====== RECORDS FOR THIS TASK

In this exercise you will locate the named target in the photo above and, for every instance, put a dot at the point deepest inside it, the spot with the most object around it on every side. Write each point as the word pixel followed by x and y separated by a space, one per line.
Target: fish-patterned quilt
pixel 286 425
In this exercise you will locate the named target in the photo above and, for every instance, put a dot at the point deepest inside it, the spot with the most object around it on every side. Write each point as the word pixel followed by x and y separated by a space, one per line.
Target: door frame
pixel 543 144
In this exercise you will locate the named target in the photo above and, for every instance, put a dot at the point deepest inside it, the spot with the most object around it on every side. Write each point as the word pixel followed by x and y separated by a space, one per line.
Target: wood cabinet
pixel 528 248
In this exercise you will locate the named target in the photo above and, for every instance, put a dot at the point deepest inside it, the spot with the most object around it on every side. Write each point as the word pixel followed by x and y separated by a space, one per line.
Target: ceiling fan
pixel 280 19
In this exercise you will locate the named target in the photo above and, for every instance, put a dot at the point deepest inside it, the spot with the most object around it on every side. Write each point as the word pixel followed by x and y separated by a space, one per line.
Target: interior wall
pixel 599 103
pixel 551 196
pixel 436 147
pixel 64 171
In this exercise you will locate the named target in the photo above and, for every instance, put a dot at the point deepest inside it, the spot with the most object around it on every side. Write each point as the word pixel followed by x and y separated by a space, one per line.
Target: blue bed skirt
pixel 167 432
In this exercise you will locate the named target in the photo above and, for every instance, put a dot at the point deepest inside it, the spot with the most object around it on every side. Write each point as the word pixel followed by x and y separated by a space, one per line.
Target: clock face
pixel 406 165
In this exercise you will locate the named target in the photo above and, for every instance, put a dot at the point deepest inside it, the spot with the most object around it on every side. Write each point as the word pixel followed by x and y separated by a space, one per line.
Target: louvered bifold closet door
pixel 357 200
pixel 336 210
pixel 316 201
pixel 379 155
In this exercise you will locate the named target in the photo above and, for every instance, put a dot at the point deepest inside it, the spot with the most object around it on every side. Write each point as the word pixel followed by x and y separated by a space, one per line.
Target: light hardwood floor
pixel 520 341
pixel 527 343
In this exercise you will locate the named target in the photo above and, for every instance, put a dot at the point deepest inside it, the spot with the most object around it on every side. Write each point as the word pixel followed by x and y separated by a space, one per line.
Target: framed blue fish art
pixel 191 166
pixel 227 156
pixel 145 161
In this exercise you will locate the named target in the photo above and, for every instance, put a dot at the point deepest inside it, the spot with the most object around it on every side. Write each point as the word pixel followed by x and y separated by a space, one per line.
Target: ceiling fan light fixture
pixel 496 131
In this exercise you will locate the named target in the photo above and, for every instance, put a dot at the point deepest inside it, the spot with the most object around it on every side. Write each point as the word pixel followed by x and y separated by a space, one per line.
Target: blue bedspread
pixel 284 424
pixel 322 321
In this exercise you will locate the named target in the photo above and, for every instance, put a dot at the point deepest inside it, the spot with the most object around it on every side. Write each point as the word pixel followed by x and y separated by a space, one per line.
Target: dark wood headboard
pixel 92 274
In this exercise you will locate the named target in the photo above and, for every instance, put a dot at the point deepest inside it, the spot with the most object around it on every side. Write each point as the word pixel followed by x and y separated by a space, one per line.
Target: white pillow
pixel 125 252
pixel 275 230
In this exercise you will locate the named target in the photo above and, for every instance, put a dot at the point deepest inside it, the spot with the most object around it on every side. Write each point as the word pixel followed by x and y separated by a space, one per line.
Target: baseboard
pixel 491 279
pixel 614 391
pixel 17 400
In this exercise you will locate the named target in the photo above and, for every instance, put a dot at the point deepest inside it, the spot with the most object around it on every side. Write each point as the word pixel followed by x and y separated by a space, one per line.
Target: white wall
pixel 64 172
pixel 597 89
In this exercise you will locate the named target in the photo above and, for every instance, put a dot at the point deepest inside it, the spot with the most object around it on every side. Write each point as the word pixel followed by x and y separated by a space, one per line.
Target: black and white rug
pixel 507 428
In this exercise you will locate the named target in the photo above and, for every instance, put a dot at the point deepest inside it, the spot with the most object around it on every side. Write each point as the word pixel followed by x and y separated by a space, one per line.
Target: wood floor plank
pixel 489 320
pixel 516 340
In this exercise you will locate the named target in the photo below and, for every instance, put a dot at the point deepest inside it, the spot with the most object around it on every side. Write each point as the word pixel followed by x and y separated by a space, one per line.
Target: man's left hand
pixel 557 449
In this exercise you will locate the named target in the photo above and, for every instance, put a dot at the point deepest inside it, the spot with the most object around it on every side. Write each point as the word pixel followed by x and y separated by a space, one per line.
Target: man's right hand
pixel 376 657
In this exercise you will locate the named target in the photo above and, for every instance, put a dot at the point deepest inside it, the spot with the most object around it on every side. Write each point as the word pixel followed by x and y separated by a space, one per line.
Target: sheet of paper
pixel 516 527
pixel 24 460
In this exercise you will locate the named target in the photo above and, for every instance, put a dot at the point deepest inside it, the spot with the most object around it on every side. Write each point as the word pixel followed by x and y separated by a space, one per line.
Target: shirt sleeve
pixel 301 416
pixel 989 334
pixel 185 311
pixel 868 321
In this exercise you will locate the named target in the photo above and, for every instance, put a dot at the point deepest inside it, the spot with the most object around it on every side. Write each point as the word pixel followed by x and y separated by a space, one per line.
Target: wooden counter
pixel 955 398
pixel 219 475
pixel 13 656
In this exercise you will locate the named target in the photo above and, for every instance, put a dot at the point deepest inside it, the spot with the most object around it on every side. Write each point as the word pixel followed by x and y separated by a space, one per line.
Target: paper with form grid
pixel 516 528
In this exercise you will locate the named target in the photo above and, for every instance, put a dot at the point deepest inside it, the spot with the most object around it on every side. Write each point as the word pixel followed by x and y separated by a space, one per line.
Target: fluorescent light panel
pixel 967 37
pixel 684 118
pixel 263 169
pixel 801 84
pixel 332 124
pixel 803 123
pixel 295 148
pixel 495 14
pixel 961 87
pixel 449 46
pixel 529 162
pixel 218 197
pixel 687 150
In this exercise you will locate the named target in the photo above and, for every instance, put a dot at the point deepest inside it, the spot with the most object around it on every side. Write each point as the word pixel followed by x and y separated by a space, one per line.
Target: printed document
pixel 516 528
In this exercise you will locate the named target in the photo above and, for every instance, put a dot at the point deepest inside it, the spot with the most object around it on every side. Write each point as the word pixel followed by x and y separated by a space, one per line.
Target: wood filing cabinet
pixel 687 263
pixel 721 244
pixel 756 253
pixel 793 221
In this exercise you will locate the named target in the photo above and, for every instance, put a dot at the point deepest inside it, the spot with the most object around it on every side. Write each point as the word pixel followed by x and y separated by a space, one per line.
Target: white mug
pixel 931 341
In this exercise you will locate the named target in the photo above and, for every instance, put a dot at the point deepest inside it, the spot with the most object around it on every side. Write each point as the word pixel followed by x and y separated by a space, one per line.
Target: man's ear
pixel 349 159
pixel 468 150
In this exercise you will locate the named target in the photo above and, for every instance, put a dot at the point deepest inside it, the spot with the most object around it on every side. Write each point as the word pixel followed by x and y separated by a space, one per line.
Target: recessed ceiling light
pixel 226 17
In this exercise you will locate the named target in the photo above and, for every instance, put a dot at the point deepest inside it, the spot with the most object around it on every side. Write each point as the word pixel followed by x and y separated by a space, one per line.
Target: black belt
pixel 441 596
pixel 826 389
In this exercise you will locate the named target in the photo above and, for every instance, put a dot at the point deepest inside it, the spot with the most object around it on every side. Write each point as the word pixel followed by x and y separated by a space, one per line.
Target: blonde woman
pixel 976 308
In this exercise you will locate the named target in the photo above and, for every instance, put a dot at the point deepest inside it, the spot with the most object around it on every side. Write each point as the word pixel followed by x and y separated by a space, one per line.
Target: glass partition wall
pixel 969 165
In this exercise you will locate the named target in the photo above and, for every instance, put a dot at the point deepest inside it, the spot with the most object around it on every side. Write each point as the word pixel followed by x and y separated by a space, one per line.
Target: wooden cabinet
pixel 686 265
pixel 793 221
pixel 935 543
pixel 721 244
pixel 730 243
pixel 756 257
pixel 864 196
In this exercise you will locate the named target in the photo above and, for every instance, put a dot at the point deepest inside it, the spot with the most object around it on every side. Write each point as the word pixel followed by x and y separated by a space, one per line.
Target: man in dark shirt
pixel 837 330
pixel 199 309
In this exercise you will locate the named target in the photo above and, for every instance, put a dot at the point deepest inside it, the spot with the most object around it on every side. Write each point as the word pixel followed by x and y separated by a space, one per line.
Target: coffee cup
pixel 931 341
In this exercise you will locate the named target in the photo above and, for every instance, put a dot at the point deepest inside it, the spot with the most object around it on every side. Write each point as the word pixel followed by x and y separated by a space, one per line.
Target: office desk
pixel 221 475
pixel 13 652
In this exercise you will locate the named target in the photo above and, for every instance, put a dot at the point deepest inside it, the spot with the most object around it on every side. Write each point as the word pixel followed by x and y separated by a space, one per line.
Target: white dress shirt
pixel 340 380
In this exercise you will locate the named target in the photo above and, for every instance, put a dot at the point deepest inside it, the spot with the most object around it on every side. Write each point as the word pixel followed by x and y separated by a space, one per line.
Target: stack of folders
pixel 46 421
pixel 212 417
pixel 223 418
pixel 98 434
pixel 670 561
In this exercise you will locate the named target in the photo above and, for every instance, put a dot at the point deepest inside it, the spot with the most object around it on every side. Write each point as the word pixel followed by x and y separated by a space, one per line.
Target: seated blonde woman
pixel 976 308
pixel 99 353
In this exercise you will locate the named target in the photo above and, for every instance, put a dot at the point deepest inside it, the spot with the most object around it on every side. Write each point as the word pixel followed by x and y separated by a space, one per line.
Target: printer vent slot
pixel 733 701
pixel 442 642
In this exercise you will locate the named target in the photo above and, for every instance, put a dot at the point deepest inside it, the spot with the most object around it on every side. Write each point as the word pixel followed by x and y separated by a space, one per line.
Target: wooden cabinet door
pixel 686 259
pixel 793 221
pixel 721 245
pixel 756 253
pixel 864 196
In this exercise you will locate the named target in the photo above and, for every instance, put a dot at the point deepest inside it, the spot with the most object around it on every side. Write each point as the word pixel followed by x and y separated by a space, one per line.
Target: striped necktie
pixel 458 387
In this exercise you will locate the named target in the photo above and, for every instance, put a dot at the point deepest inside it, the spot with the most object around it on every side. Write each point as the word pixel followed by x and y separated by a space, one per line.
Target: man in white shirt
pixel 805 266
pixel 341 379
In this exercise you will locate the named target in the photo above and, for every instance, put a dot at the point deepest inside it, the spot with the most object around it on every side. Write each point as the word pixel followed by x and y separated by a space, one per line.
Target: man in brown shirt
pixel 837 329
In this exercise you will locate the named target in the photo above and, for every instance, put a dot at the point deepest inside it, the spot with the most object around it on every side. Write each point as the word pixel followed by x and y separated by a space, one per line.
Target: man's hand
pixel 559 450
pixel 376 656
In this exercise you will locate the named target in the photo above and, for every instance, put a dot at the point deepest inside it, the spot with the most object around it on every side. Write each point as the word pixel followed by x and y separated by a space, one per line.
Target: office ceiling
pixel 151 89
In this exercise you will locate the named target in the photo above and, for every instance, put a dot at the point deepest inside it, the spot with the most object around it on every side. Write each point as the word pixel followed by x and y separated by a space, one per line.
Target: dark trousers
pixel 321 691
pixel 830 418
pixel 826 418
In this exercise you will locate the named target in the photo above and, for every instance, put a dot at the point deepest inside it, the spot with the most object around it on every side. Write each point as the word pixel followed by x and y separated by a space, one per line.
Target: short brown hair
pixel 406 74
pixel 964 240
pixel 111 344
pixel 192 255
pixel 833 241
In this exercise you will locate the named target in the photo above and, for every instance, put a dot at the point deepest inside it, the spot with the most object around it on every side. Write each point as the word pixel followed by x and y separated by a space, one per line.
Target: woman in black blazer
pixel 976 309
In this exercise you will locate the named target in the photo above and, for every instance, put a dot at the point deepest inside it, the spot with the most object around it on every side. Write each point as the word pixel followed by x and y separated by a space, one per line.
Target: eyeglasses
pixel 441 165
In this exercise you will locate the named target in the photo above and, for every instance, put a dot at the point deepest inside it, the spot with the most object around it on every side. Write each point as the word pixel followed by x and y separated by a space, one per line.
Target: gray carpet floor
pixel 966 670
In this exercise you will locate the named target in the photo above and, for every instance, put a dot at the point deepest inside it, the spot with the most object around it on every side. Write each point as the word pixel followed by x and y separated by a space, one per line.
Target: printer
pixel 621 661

============

■ AIM OF THE EXERCISE ■
Find "Target: woman in black blazer" in the material above; set down exactly the line holding it and every line after it, through the last, and no others.

■ WRITTEN REPLY ■
Target: woman in black blazer
pixel 976 309
In this exercise you will locate the named target in the photo above and, for every instance, put a dot at the point deepest inside it, the spot with the most object around it on every side. Write each point as the word pixel followed by x and y separated by a space, one per line.
Target: eyeglasses
pixel 441 165
In this exercise you will locate the named target in the photo above and, for every instance, put a dot at the point deepest inside it, the spot with the most object around it on every side. Write each point as the word pixel followed by x and y separated by a space, one per line.
Target: gray carpet floor
pixel 966 670
In this exercise you will locate the named target in the photo above and, for every instance, put a dot at the point deepest inside it, the spot with the most object around it on every side. Write each point as the word pixel followed by x and y separated by a space, one per line.
Target: printer
pixel 621 661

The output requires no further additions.